● DATA SHOWN:
§

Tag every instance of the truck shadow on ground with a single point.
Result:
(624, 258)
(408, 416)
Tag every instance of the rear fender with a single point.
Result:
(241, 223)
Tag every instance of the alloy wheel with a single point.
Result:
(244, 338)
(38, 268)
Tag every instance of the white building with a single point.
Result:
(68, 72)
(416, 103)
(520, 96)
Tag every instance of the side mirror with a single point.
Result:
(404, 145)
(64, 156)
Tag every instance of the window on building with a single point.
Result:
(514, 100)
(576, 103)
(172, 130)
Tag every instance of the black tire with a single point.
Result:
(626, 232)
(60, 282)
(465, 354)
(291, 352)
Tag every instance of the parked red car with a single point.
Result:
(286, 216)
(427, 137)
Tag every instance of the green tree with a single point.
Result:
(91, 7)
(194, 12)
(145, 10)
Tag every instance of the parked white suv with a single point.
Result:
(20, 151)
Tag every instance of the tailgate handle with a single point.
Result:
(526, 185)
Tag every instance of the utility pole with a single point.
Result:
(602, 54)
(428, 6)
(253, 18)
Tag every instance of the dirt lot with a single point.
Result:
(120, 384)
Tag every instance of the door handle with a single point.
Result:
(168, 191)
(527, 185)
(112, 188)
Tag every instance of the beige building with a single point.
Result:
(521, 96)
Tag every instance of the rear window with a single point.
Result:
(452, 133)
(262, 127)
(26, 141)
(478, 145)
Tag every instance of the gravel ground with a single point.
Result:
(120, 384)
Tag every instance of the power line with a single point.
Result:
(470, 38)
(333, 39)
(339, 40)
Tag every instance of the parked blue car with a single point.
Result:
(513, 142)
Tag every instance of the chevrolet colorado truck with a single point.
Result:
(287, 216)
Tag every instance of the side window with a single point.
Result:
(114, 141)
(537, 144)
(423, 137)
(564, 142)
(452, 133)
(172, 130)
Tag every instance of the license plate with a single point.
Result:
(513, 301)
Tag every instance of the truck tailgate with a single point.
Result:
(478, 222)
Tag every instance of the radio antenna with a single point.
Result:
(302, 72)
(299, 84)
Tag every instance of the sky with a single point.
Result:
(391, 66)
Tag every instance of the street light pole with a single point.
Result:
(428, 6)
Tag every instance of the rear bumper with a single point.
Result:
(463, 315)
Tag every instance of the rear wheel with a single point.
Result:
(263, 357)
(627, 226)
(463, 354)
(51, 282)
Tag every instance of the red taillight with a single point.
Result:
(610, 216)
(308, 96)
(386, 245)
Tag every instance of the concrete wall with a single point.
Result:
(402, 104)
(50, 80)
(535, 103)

§

● WHAT THE TASK REQUIRES:
Report each line of the entries where the word "building" occurs.

● ANSWER BOX:
Tag every instance of the white building with a single point.
Tag every instance of the window on building with a single point.
Tag every instance of the beige building with a single point.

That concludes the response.